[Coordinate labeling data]
--
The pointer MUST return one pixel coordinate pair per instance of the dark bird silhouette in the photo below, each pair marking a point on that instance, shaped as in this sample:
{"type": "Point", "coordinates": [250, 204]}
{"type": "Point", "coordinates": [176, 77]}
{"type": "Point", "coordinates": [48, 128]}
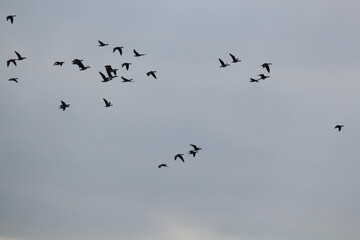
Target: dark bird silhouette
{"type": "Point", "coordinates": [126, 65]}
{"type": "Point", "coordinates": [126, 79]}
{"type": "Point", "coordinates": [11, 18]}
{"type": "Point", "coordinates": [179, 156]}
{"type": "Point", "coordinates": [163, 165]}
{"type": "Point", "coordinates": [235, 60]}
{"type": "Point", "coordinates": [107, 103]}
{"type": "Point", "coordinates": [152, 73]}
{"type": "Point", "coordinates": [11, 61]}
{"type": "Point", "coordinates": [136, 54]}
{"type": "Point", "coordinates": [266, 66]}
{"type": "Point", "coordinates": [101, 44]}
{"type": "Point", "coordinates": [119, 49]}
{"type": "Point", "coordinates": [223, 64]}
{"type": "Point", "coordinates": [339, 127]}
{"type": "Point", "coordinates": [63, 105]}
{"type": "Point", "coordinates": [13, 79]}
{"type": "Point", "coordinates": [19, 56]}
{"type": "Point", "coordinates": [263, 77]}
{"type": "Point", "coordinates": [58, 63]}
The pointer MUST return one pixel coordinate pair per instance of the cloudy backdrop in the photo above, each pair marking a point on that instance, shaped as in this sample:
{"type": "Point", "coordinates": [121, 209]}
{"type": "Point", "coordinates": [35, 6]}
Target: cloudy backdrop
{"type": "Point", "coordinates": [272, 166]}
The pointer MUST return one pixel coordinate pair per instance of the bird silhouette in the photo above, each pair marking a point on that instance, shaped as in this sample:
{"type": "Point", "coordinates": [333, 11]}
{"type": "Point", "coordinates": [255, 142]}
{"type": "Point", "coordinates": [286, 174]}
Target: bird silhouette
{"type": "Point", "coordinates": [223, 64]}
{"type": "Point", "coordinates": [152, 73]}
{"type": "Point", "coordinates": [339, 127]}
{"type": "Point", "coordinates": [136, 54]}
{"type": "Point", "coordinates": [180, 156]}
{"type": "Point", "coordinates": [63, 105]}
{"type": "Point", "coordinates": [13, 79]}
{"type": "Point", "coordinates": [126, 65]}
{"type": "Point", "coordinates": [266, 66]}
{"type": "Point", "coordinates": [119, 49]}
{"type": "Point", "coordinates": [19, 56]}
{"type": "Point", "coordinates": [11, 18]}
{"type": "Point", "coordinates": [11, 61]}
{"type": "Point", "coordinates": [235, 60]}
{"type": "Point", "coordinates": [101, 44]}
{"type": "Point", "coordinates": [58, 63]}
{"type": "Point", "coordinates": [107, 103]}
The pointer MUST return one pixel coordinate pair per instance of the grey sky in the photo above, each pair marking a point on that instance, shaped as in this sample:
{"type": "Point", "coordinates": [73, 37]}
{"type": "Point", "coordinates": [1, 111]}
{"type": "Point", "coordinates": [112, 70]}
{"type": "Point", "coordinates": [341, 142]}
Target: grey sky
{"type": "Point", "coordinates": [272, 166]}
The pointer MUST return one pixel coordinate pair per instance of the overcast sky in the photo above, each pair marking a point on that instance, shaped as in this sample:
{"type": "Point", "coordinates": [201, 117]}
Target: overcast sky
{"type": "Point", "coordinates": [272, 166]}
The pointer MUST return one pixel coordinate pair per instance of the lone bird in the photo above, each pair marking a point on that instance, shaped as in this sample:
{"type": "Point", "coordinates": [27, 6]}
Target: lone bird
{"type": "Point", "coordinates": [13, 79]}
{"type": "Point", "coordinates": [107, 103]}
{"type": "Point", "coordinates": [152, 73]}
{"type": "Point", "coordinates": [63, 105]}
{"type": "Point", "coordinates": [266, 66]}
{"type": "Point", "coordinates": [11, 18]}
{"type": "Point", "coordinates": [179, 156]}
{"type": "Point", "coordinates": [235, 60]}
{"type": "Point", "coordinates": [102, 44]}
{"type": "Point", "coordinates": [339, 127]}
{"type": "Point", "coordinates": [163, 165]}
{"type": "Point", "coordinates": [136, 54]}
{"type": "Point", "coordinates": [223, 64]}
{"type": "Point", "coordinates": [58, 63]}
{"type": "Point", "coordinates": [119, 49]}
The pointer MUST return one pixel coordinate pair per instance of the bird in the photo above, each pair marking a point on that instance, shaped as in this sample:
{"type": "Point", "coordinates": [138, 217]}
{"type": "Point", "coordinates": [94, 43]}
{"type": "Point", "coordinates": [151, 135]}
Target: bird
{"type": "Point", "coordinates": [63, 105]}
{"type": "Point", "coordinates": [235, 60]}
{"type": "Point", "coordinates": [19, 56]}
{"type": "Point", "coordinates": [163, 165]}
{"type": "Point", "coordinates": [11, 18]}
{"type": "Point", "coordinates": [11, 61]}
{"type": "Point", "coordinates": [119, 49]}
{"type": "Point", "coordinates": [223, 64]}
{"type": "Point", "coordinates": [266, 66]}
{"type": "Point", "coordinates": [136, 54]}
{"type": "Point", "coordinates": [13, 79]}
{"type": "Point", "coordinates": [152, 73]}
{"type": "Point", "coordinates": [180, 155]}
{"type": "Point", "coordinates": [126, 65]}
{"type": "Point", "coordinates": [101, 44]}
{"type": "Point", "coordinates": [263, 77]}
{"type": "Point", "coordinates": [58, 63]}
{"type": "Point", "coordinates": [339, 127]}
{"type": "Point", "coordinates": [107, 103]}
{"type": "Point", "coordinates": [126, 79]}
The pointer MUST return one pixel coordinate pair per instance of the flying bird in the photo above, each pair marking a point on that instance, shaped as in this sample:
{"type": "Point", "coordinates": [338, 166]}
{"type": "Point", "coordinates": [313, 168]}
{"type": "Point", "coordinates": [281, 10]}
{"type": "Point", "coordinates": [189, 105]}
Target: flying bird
--
- Exercise objective -
Output every line of the records above as a JSON list of strings, one string per line, leaving out blank lines and the pictures.

- Final answer -
[
  "The pointer MUST return one pixel coordinate pair per instance of the dark bird silhouette in the photo below, each pair marking a point on that instance, shaped as in this sample:",
  "{\"type\": \"Point\", \"coordinates\": [250, 204]}",
  "{\"type\": \"Point\", \"coordinates\": [176, 77]}",
  "{\"type\": \"Point\", \"coordinates\": [48, 128]}",
  "Target: dark bird silhouette",
  "{\"type\": \"Point\", \"coordinates\": [126, 65]}",
  "{\"type\": \"Point\", \"coordinates\": [126, 79]}",
  "{\"type\": \"Point\", \"coordinates\": [11, 18]}",
  "{\"type\": \"Point\", \"coordinates\": [179, 156]}",
  "{\"type\": \"Point\", \"coordinates\": [163, 165]}",
  "{\"type\": \"Point\", \"coordinates\": [235, 60]}",
  "{\"type\": \"Point\", \"coordinates\": [107, 103]}",
  "{\"type\": \"Point\", \"coordinates\": [152, 73]}",
  "{\"type\": \"Point\", \"coordinates\": [11, 61]}",
  "{\"type\": \"Point\", \"coordinates\": [136, 54]}",
  "{\"type\": \"Point\", \"coordinates\": [266, 66]}",
  "{\"type\": \"Point\", \"coordinates\": [101, 44]}",
  "{\"type\": \"Point\", \"coordinates\": [119, 49]}",
  "{\"type\": \"Point\", \"coordinates\": [223, 64]}",
  "{\"type\": \"Point\", \"coordinates\": [339, 127]}",
  "{\"type\": \"Point\", \"coordinates\": [63, 105]}",
  "{\"type\": \"Point\", \"coordinates\": [13, 79]}",
  "{\"type\": \"Point\", \"coordinates\": [19, 56]}",
  "{\"type\": \"Point\", \"coordinates\": [263, 77]}",
  "{\"type\": \"Point\", \"coordinates\": [58, 63]}",
  "The pointer MUST return one pixel coordinate pair per instance of the cloudy backdrop in the photo above, each pair marking a point on that instance, shaped as in this sample:",
  "{\"type\": \"Point\", \"coordinates\": [121, 209]}",
  "{\"type\": \"Point\", \"coordinates\": [35, 6]}",
  "Target: cloudy backdrop",
  "{\"type\": \"Point\", \"coordinates\": [272, 166]}",
  "The pointer MUST return one pixel coordinate pair per instance of the bird silhouette in the photo above, each pair marking a point on that instance, shaped as in this sample:",
  "{\"type\": \"Point\", \"coordinates\": [333, 11]}",
  "{\"type\": \"Point\", \"coordinates\": [255, 142]}",
  "{\"type\": \"Point\", \"coordinates\": [286, 174]}",
  "Target: bird silhouette",
  "{\"type\": \"Point\", \"coordinates\": [223, 64]}",
  "{\"type\": \"Point\", \"coordinates\": [152, 73]}",
  "{\"type\": \"Point\", \"coordinates\": [339, 127]}",
  "{\"type\": \"Point\", \"coordinates\": [136, 54]}",
  "{\"type\": \"Point\", \"coordinates\": [180, 156]}",
  "{\"type\": \"Point\", \"coordinates\": [63, 105]}",
  "{\"type\": \"Point\", \"coordinates\": [13, 79]}",
  "{\"type\": \"Point\", \"coordinates\": [126, 65]}",
  "{\"type\": \"Point\", \"coordinates\": [266, 66]}",
  "{\"type\": \"Point\", \"coordinates\": [119, 49]}",
  "{\"type\": \"Point\", \"coordinates\": [19, 56]}",
  "{\"type\": \"Point\", \"coordinates\": [11, 18]}",
  "{\"type\": \"Point\", \"coordinates\": [11, 61]}",
  "{\"type\": \"Point\", \"coordinates\": [235, 60]}",
  "{\"type\": \"Point\", \"coordinates\": [101, 44]}",
  "{\"type\": \"Point\", \"coordinates\": [58, 63]}",
  "{\"type\": \"Point\", \"coordinates\": [107, 103]}",
  "The pointer MUST return one pixel coordinate pair per instance of the grey sky in the photo above, each pair marking a point on that instance, shaped as in this sample:",
  "{\"type\": \"Point\", \"coordinates\": [73, 37]}",
  "{\"type\": \"Point\", \"coordinates\": [1, 111]}",
  "{\"type\": \"Point\", \"coordinates\": [112, 70]}",
  "{\"type\": \"Point\", \"coordinates\": [341, 142]}",
  "Target: grey sky",
  "{\"type\": \"Point\", \"coordinates\": [272, 166]}",
  "The pointer MUST return one pixel coordinate pair per instance of the overcast sky in the photo above, each pair marking a point on that instance, shaped as in this sample:",
  "{\"type\": \"Point\", \"coordinates\": [201, 117]}",
  "Target: overcast sky",
  "{\"type\": \"Point\", \"coordinates\": [272, 166]}",
  "The pointer MUST return one pixel coordinate pair per instance of the lone bird in the photo above, each pair marking a point on that instance, shaped as in this sample:",
  "{\"type\": \"Point\", \"coordinates\": [27, 6]}",
  "Target: lone bird",
  "{\"type\": \"Point\", \"coordinates\": [13, 79]}",
  "{\"type\": \"Point\", \"coordinates\": [107, 103]}",
  "{\"type\": \"Point\", \"coordinates\": [152, 73]}",
  "{\"type\": \"Point\", \"coordinates\": [63, 105]}",
  "{\"type\": \"Point\", \"coordinates\": [266, 66]}",
  "{\"type\": \"Point\", \"coordinates\": [11, 18]}",
  "{\"type\": \"Point\", \"coordinates\": [179, 156]}",
  "{\"type\": \"Point\", \"coordinates\": [235, 60]}",
  "{\"type\": \"Point\", \"coordinates\": [102, 44]}",
  "{\"type\": \"Point\", \"coordinates\": [339, 127]}",
  "{\"type\": \"Point\", \"coordinates\": [163, 165]}",
  "{\"type\": \"Point\", \"coordinates\": [136, 54]}",
  "{\"type\": \"Point\", \"coordinates\": [223, 64]}",
  "{\"type\": \"Point\", \"coordinates\": [58, 63]}",
  "{\"type\": \"Point\", \"coordinates\": [119, 49]}",
  "The pointer MUST return one pixel coordinate pair per instance of the bird in the photo above, each pair marking a point on that instance, shaped as in this sample:",
  "{\"type\": \"Point\", \"coordinates\": [138, 217]}",
  "{\"type\": \"Point\", \"coordinates\": [94, 43]}",
  "{\"type\": \"Point\", \"coordinates\": [151, 135]}",
  "Target: bird",
  "{\"type\": \"Point\", \"coordinates\": [63, 105]}",
  "{\"type\": \"Point\", \"coordinates\": [235, 60]}",
  "{\"type\": \"Point\", \"coordinates\": [19, 56]}",
  "{\"type\": \"Point\", \"coordinates\": [163, 165]}",
  "{\"type\": \"Point\", \"coordinates\": [11, 18]}",
  "{\"type\": \"Point\", \"coordinates\": [11, 61]}",
  "{\"type\": \"Point\", \"coordinates\": [119, 49]}",
  "{\"type\": \"Point\", \"coordinates\": [223, 64]}",
  "{\"type\": \"Point\", \"coordinates\": [266, 66]}",
  "{\"type\": \"Point\", \"coordinates\": [136, 54]}",
  "{\"type\": \"Point\", \"coordinates\": [13, 79]}",
  "{\"type\": \"Point\", \"coordinates\": [152, 73]}",
  "{\"type\": \"Point\", \"coordinates\": [180, 155]}",
  "{\"type\": \"Point\", \"coordinates\": [126, 65]}",
  "{\"type\": \"Point\", \"coordinates\": [101, 44]}",
  "{\"type\": \"Point\", \"coordinates\": [263, 77]}",
  "{\"type\": \"Point\", \"coordinates\": [58, 63]}",
  "{\"type\": \"Point\", \"coordinates\": [339, 127]}",
  "{\"type\": \"Point\", \"coordinates\": [107, 103]}",
  "{\"type\": \"Point\", \"coordinates\": [126, 79]}",
  "The pointer MUST return one pixel coordinate pair per instance of the flying bird in the photo above, each pair marking a point on that instance, shaped as in this sample:",
  "{\"type\": \"Point\", \"coordinates\": [338, 166]}",
  "{\"type\": \"Point\", \"coordinates\": [313, 168]}",
  "{\"type\": \"Point\", \"coordinates\": [281, 10]}",
  "{\"type\": \"Point\", \"coordinates\": [189, 105]}",
  "Target: flying bird"
]